TASK GOAL :: Your reply should hold only the lines from the one containing "Could you please" to the final line of the listing below, restated word for word.

SOURCE MATERIAL ::
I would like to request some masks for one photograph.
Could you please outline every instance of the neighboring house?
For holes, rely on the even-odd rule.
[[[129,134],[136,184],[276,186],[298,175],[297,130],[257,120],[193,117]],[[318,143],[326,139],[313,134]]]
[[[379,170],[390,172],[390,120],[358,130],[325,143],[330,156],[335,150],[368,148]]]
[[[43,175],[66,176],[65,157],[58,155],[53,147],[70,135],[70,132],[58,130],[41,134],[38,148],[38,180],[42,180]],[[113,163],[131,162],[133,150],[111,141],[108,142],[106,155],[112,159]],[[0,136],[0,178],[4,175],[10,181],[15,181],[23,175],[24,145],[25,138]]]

RESULT BELOW ::
Could you please outline every instance of the neighboring house?
For holes, rely on the even-odd rule.
[[[129,134],[136,184],[276,186],[298,175],[297,130],[257,120],[193,117]],[[318,143],[326,139],[313,134]]]
[[[379,170],[390,172],[390,120],[358,130],[325,143],[330,156],[335,150],[368,148]]]
[[[43,175],[66,176],[65,157],[58,155],[53,147],[70,135],[70,132],[58,130],[41,134],[38,148],[38,180],[42,180]],[[113,163],[131,162],[133,150],[111,141],[108,142],[106,155],[112,159]],[[0,136],[0,178],[4,175],[10,181],[15,181],[23,175],[24,145],[25,138]]]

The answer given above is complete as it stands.